Reproduce the items word for word, from their first line through the line that contains "395 783 L 443", with both of those lines included.

== Exercise inputs ==

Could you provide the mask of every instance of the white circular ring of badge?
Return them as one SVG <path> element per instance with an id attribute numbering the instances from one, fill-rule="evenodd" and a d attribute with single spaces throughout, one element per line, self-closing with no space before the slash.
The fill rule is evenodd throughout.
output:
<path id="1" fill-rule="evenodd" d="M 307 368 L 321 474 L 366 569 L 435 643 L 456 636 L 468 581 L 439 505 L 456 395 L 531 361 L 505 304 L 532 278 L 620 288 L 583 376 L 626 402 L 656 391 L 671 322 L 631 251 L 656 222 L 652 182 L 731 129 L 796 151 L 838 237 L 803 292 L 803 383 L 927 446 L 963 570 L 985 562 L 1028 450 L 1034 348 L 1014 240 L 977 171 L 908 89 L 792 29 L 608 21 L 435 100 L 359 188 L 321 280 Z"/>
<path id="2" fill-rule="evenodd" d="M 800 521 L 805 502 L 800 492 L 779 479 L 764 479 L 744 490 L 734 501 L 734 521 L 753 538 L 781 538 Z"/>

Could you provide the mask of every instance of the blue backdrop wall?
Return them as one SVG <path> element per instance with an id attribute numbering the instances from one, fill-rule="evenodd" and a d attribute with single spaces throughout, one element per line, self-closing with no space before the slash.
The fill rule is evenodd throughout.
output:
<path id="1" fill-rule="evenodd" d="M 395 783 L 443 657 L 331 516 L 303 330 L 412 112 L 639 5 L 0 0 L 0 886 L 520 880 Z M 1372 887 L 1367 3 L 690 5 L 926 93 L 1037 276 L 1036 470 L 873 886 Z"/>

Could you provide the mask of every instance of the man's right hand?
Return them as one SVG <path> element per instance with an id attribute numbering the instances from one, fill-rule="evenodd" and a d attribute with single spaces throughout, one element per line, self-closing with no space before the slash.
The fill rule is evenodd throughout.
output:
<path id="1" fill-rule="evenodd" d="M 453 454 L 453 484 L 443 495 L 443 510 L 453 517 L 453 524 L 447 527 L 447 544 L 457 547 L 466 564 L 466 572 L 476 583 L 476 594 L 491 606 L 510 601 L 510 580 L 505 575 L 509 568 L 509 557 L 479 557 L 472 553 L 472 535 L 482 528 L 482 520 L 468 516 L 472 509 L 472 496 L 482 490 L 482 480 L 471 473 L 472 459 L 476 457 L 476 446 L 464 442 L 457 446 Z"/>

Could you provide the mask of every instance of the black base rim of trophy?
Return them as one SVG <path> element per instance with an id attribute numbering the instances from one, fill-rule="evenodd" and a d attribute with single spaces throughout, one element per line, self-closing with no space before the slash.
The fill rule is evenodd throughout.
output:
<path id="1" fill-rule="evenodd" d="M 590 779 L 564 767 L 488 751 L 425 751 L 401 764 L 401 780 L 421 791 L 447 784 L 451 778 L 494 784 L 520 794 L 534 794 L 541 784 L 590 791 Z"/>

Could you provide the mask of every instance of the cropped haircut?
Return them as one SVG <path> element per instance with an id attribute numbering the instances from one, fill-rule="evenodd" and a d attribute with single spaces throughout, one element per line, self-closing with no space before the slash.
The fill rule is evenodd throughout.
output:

===

- Answer to the exercise -
Could you provide the mask of every instance of the white circular ring of badge?
Return them as one SVG <path> element per instance with an id attribute numbering the instances from one, fill-rule="evenodd" and a d attribute with single spaces throughout, one element per line, self-closing with no space before the slash.
The fill rule is evenodd throughout.
output:
<path id="1" fill-rule="evenodd" d="M 307 368 L 321 474 L 366 569 L 435 643 L 456 636 L 468 581 L 439 505 L 456 395 L 531 361 L 505 304 L 532 278 L 620 288 L 583 376 L 626 402 L 656 391 L 671 322 L 631 251 L 656 222 L 652 182 L 731 129 L 796 151 L 838 237 L 803 292 L 803 383 L 927 446 L 963 570 L 985 562 L 1028 450 L 1034 348 L 1014 240 L 977 171 L 908 89 L 792 29 L 608 21 L 435 100 L 359 188 L 321 280 Z"/>
<path id="2" fill-rule="evenodd" d="M 800 521 L 805 502 L 800 492 L 779 479 L 764 479 L 744 490 L 734 501 L 734 521 L 753 538 L 781 538 Z"/>

Could you provide the mask of every instance of the blue backdrop wall?
Return them as one SVG <path> element per instance with an id attribute numbering the instances from one, fill-rule="evenodd" and a d attribute with single spaces throughout, one element per line, self-closing with no space before the slash.
The fill rule is evenodd throughout.
output:
<path id="1" fill-rule="evenodd" d="M 395 783 L 443 657 L 331 516 L 303 330 L 412 112 L 639 5 L 0 0 L 0 886 L 520 880 Z M 1372 887 L 1367 3 L 690 5 L 926 93 L 1037 276 L 1036 470 L 873 886 Z"/>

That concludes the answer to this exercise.